→ **Document passage**

--- START ---

Project Canterbury

Sketches of Our Life at Sarawak

By Harriette McDougall

London: Society for Promoting Christian Knowledge, 1882.
New York: E. & J. B. Young, 1882.


Chapter XVIII. Last Years at Sarawak

Mr. Chalmers' Merdang Dyaks once said to him, "See how many races of people there are: Dyaks, Malays, Klings, Chinese, English. They have all different religions: this is proper, for God has given to each the religion suited to them."

I remembered this ingenious remark when I was reading Mr. Helms's interesting book, just published, "Pioneering in the Far East." He says: "Like most barbarous and savage nations, the Dyak identifies his gods and spirits with the great phenomena of nature, and assigns them abodes on the lofty mountains. Though, in his opinion, all spirits are not equally malignant, all are more or less to be dreaded. The silent surroundings of primaeval forests in which the Dyak spends most of his time, the mountains, the gloomy caves, often looming mysteriously through cloud and mist, predispose him to identify them with supernatural influences, which in his imagination take the form of monsters [228/229] and genii. With no better guide than the untutored imagination of a mind which in religious matters is a blank, who shall wonder that this is so? I have myself often felt the influences of such surroundings, when dark clouds deepened the forest gloom, and the approaching storm set the trees whispering: if, at such a moment, the shaggy red-haired and goblin form of the orangoutang, with which some of the Dyaks identify their genii, should appear among the branches, it requires little imagination to people the mystic gloom with unearthly beings."

--- END ---

→ **Record set**

--- START ---

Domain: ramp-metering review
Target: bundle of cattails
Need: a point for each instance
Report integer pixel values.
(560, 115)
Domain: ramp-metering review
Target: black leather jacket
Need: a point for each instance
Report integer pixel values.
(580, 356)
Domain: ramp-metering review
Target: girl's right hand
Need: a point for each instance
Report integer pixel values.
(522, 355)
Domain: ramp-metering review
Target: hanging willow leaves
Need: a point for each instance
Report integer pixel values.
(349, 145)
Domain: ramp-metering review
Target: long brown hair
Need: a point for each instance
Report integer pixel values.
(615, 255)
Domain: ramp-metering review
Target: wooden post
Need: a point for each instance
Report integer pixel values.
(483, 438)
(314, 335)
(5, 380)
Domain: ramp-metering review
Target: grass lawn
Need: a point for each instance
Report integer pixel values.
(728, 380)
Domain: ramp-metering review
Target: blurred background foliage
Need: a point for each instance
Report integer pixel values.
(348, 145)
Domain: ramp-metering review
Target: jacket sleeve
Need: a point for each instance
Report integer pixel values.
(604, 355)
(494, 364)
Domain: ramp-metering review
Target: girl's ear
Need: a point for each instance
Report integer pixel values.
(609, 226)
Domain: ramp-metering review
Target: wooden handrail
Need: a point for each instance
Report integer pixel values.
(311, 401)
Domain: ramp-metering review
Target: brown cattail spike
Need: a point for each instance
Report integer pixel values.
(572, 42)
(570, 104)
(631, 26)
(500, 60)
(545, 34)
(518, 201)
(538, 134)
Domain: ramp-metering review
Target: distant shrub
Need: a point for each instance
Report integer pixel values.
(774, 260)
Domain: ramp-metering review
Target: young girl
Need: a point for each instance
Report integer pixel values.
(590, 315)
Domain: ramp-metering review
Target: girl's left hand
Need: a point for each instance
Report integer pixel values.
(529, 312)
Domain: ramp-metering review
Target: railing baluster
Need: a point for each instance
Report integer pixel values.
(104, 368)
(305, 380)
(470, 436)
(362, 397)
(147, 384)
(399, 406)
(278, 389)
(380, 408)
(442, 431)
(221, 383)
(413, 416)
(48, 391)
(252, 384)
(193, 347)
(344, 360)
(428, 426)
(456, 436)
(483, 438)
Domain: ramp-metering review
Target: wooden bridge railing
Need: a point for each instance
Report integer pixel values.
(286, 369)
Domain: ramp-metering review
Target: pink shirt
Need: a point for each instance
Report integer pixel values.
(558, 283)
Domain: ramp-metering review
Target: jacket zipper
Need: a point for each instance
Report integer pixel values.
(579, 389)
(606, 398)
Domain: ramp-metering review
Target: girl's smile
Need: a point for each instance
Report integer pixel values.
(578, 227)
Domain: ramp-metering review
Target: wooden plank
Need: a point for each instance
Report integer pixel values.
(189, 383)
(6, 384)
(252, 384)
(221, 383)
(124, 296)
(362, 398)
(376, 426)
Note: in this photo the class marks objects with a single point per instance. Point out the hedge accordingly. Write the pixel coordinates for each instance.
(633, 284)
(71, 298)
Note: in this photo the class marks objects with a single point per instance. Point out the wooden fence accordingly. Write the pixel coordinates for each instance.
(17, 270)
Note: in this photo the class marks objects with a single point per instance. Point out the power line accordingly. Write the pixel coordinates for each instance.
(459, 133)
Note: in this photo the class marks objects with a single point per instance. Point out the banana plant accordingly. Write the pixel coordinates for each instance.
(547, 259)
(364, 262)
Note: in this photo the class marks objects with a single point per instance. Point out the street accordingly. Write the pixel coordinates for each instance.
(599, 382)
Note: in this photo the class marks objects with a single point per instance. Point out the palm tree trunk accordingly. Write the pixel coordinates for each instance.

--- END ---

→ **Exercise prompt**
Reproduce word for word the part of the Sarawak text that opens with the words containing "Project Canterbury" and closes with "B. Young, 1882.".

→ **Answer for the task**
Project Canterbury

Sketches of Our Life at Sarawak

By Harriette McDougall

London: Society for Promoting Christian Knowledge, 1882.
New York: E. & J. B. Young, 1882.